◆ **Exercise directions**: Scan the entries for "wheel". Every line that holds it is to be copied.

----- Source material -----

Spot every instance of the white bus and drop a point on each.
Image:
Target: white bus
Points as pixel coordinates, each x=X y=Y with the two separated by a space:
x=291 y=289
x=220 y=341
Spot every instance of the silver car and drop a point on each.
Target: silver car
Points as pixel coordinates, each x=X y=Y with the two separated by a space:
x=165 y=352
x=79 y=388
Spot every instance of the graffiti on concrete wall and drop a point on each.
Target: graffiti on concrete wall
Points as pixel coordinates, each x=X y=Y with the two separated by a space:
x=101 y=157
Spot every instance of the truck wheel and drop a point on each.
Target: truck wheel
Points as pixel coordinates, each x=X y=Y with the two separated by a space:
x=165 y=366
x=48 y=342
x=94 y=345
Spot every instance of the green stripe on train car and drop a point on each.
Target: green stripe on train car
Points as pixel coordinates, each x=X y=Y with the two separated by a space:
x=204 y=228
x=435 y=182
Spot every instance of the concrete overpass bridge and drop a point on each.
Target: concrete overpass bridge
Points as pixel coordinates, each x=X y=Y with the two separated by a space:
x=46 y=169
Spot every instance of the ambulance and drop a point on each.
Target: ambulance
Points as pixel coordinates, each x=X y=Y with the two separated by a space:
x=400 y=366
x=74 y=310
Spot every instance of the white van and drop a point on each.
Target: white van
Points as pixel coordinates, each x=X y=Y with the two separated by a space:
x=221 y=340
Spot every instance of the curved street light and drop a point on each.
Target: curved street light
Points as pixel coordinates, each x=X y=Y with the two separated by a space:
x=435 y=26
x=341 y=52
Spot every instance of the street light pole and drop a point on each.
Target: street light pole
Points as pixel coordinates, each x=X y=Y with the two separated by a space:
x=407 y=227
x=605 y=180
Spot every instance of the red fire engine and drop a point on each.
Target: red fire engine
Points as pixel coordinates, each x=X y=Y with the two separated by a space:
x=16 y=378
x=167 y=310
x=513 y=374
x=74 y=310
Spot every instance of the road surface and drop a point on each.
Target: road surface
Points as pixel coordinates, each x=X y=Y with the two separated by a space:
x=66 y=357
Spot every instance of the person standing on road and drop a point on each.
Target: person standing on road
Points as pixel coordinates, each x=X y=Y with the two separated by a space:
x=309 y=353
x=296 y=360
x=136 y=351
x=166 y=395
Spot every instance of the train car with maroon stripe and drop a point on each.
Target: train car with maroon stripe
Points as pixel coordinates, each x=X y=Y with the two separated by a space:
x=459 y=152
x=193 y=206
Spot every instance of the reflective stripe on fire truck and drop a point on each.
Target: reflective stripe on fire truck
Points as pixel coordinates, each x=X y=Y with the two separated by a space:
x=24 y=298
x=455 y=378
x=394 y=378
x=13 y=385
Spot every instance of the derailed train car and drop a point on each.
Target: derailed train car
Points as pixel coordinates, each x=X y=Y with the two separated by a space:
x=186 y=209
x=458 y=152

-----

◆ **Final answer**:
Spot every instance of the truck wheel and drop a point on each.
Target: truck wheel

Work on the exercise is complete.